### Dataset records ###
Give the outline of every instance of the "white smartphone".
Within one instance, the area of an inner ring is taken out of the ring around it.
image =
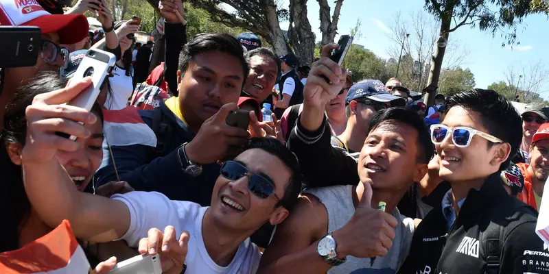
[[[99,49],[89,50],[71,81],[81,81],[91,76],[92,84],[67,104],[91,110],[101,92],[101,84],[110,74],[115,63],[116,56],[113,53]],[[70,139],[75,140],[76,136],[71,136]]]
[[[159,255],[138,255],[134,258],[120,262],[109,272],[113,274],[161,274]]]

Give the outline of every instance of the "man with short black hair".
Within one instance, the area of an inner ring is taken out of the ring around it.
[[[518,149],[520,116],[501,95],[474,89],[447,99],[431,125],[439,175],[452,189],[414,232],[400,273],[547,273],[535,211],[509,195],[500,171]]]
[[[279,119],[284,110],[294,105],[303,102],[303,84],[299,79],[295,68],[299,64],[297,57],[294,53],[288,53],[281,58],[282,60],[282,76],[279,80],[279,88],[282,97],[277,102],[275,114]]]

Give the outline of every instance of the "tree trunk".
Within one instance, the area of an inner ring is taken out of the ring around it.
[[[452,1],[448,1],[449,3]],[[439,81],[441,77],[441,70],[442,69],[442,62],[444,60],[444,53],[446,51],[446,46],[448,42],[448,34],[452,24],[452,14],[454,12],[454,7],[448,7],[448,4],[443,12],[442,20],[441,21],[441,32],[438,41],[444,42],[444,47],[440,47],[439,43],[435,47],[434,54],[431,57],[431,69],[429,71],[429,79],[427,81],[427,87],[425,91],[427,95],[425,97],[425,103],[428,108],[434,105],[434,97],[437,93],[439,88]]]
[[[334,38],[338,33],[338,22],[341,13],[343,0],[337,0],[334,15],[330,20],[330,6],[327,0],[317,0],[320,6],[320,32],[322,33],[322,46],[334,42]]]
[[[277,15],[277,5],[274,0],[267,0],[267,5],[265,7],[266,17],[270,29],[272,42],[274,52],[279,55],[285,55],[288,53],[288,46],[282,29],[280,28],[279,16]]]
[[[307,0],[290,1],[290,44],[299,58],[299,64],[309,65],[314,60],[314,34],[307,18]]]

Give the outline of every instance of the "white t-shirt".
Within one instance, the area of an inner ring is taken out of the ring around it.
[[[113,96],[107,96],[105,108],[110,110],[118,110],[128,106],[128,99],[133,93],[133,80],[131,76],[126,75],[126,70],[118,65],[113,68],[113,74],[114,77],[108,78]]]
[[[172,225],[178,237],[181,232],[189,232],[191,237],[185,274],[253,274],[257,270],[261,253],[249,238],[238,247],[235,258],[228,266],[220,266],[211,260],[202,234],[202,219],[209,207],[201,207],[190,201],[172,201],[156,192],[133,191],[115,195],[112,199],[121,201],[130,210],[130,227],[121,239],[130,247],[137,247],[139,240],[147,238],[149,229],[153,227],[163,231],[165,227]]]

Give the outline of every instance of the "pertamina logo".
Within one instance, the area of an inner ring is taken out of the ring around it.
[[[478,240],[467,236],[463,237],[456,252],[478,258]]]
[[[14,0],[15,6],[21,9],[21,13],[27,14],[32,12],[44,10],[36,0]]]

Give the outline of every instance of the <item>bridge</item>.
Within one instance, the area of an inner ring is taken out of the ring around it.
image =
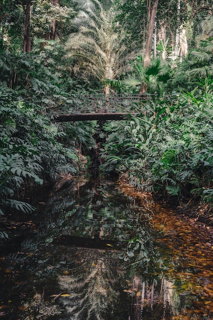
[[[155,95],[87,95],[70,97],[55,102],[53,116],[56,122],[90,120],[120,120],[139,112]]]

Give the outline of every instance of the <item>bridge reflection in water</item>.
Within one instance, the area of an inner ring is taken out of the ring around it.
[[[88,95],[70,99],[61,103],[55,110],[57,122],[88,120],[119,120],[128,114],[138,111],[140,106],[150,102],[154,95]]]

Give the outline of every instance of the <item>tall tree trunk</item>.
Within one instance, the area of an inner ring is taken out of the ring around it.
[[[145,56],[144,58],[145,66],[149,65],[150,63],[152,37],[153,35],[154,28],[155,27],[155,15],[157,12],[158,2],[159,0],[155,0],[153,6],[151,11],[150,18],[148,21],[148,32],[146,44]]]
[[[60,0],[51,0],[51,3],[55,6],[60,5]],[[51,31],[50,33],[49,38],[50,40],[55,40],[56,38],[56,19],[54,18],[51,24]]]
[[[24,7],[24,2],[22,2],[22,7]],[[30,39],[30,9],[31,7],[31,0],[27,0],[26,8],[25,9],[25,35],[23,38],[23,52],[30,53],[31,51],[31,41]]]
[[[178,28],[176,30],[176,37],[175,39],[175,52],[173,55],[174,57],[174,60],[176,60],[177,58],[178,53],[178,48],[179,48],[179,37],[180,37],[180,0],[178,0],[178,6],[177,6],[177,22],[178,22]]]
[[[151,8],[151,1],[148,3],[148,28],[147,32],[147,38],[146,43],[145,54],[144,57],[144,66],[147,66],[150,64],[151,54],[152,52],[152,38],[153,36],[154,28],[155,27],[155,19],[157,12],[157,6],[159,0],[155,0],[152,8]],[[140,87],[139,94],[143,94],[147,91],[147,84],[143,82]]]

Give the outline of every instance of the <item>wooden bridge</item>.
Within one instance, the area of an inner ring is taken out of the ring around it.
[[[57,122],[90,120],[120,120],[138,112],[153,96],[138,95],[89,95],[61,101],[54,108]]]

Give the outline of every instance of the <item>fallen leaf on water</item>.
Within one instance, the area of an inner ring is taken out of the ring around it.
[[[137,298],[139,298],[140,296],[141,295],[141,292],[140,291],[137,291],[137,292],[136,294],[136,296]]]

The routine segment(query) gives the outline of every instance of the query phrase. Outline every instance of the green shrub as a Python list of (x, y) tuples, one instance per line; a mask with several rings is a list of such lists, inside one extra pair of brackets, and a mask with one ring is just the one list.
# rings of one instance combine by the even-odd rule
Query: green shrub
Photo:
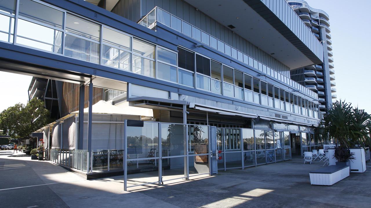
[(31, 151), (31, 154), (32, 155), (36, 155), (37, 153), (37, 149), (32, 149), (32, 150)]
###
■ **Stated task**: Pull out each line of the entries above that contains the string "tree". Case matters when matching.

■ **Result of the exercise**:
Give the outline of every instance of the "tree trunk".
Give the outline of every instance of the <item>tall tree trunk</item>.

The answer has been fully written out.